Pointing dataset excerpts
↓
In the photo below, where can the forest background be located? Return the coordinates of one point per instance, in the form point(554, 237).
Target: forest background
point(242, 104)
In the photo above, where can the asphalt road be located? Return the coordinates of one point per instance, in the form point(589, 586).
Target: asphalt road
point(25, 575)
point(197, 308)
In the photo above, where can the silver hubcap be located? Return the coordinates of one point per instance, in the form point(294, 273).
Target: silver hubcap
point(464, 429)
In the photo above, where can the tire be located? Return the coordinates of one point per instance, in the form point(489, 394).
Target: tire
↑
• TASK TO CARRY OUT:
Can you return every line of the material above word for word, with nothing changed?

• OUTPUT FOR THIS TASK:
In the photo below, where can the forest background be located? Return the coordinates of one point per instance, in the form point(554, 237).
Target: forest background
point(242, 104)
In the photo above, where can the asphalt road be located? Return the coordinates of one point per instance, in the form point(589, 586).
Target: asphalt road
point(25, 575)
point(197, 308)
In the photo above, where can the silver hubcap be located? Return the coordinates of one point per instance, in the form point(294, 273).
Target: silver hubcap
point(464, 429)
In the photo above, where can the tire be located? Return the coordinates of one point per instance, in the form point(489, 394).
Target: tire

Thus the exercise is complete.